---- Quoted passage

These decorative flowers, stitched onto fabric, will later be sewn onto moccasins, gloves, and jackets.

Photograph by Pat Kane

(Related: Native Americans are recasting views of Indigenous life.)

This portrayal of Indigenous women—as docile and home-bound—was turned into a spectacle at the Calgary Stampede, an annual rodeo that drew thousands of visitors a year. Since 1912, the Stampede has erected an Indian Village on the festival grounds, where the domestic activities of Indigenous women are put on full display—sewing, cooking, decorating. However, in 2018, the Stampede renamed the village the Elbow River Camp. The rodeo also went from crowning an Indian Princess to crowning a First Nations Princess each year.

Klettl hopes that she and the other female Métis and First Nations instructors employed by her company will challenge any stereotypes travelers may hold about Indigenous women by teaching them traditional survival skills like hunting, archery, and horseback riding—activities that do not conform to perceived gender norms.

“It’s important to me that visitors understand that these practices are essential to our lifestyle,” she says. “Hunting is very spiritual for us—there’s a lot of respect given to the animal as a living being.”

--------
---- Information shown

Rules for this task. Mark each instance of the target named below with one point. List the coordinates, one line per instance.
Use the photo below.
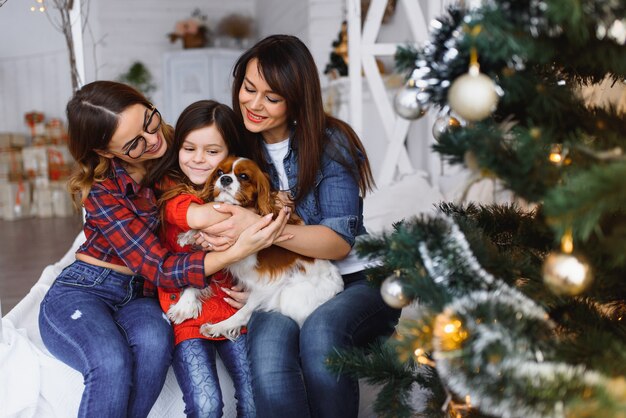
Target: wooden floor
(26, 247)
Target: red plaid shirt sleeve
(120, 228)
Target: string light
(40, 6)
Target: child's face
(202, 150)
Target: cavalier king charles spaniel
(277, 279)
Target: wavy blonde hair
(93, 116)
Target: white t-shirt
(277, 153)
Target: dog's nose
(225, 180)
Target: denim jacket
(334, 201)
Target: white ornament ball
(473, 96)
(566, 274)
(392, 292)
(407, 104)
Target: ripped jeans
(97, 321)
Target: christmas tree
(517, 309)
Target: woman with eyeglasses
(100, 316)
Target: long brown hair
(198, 115)
(289, 69)
(93, 115)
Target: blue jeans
(194, 366)
(289, 375)
(96, 321)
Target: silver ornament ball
(407, 102)
(392, 292)
(473, 96)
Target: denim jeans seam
(52, 326)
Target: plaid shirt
(120, 225)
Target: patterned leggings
(196, 372)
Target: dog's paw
(186, 238)
(216, 330)
(209, 330)
(184, 310)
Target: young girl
(96, 317)
(205, 133)
(322, 165)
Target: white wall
(34, 67)
(34, 73)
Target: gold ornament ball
(473, 96)
(449, 332)
(567, 274)
(392, 292)
(444, 124)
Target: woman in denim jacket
(319, 163)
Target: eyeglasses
(138, 145)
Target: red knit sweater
(214, 309)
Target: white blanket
(35, 384)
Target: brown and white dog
(278, 279)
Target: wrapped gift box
(15, 200)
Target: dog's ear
(265, 196)
(209, 187)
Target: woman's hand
(237, 296)
(262, 234)
(224, 234)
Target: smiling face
(263, 110)
(131, 124)
(202, 150)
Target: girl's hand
(224, 234)
(262, 234)
(284, 199)
(237, 296)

--------

*Task brief:* Please retype the article on Indigenous women word for word, starting at "Photograph by Pat" and ending at "Princess each year.". None of the records matter here.

*Answer for this exercise:*
Photograph by Pat Kane

(Related: Native Americans are recasting views of Indigenous life.)

This portrayal of Indigenous women—as docile and home-bound—was turned into a spectacle at the Calgary Stampede, an annual rodeo that drew thousands of visitors a year. Since 1912, the Stampede has erected an Indian Village on the festival grounds, where the domestic activities of Indigenous women are put on full display—sewing, cooking, decorating. However, in 2018, the Stampede renamed the village the Elbow River Camp. The rodeo also went from crowning an Indian Princess to crowning a First Nations Princess each year.